** Records for this exercise follows **

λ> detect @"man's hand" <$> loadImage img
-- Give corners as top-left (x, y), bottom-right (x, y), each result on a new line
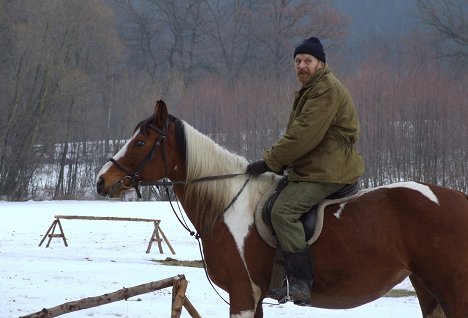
top-left (246, 160), bottom-right (271, 177)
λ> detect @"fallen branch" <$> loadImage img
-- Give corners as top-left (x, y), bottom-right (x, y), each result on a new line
top-left (21, 275), bottom-right (185, 318)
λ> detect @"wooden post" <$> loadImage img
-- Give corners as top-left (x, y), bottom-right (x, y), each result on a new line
top-left (39, 215), bottom-right (175, 254)
top-left (183, 297), bottom-right (203, 318)
top-left (146, 221), bottom-right (176, 254)
top-left (171, 277), bottom-right (180, 317)
top-left (146, 221), bottom-right (163, 254)
top-left (55, 219), bottom-right (68, 247)
top-left (159, 227), bottom-right (176, 255)
top-left (21, 275), bottom-right (202, 318)
top-left (171, 276), bottom-right (188, 318)
top-left (38, 219), bottom-right (68, 248)
top-left (38, 220), bottom-right (57, 247)
top-left (20, 275), bottom-right (186, 318)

** End of Records for this exercise **

Exercise details: Return every line shown above without changing a word, and skip the pictures.

Result for this task:
λ> detect @"man's hand" <$> loadImage img
-- Give corners as top-left (x, y), bottom-right (x, y), each result on a new line
top-left (246, 160), bottom-right (271, 177)
λ> detect @"fallen branch" <$> loadImage img
-- Give corners as top-left (x, y), bottom-right (x, y), each result on a new line
top-left (21, 275), bottom-right (185, 318)
λ> detect @"wooden post" <$> loadImage img
-- Give corners as top-left (x, y), bottom-right (x, y), each result on a new line
top-left (39, 215), bottom-right (175, 254)
top-left (183, 297), bottom-right (203, 318)
top-left (146, 221), bottom-right (176, 254)
top-left (171, 277), bottom-right (180, 317)
top-left (146, 221), bottom-right (163, 254)
top-left (55, 219), bottom-right (68, 247)
top-left (159, 227), bottom-right (176, 255)
top-left (21, 275), bottom-right (202, 318)
top-left (171, 276), bottom-right (188, 318)
top-left (38, 219), bottom-right (68, 248)
top-left (38, 220), bottom-right (57, 247)
top-left (20, 275), bottom-right (186, 318)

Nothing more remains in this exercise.